Aim of the task –
Select every line in the saved entries below that contains the string "right", and copy each one out. Case counts.

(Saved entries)

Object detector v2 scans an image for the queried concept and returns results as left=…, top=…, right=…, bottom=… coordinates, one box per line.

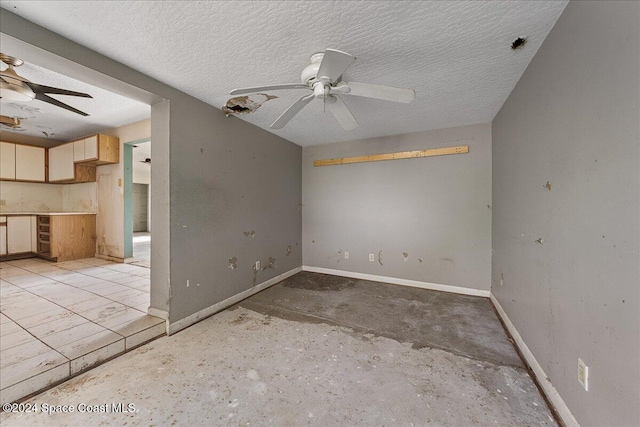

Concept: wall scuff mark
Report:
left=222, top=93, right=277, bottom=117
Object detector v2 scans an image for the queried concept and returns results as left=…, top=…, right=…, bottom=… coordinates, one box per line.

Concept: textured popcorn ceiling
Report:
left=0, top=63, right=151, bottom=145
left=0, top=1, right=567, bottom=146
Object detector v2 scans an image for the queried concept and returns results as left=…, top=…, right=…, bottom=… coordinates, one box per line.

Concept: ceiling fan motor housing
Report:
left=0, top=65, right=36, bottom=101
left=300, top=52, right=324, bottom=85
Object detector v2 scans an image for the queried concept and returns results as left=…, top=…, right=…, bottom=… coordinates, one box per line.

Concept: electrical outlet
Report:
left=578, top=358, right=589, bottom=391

Exercise response –
Object detector v2 scans an image for the queried concept and returns results as left=…, top=…, right=…, bottom=… coordinates, one box per line.
left=222, top=93, right=277, bottom=117
Object detector v2 scans an image for the queried concept and returns results as left=…, top=…, right=…, bottom=… coordinates, one box per line.
left=0, top=63, right=151, bottom=145
left=0, top=1, right=567, bottom=146
Object detector v2 scans an image for the queried concept and returns results as left=…, top=…, right=…, bottom=… coordinates, one box per line.
left=0, top=65, right=36, bottom=101
left=300, top=52, right=324, bottom=85
Object detector v2 scans an image for the queried concept and returns results as left=…, top=…, right=…, bottom=… coordinates, one box per line.
left=578, top=358, right=589, bottom=391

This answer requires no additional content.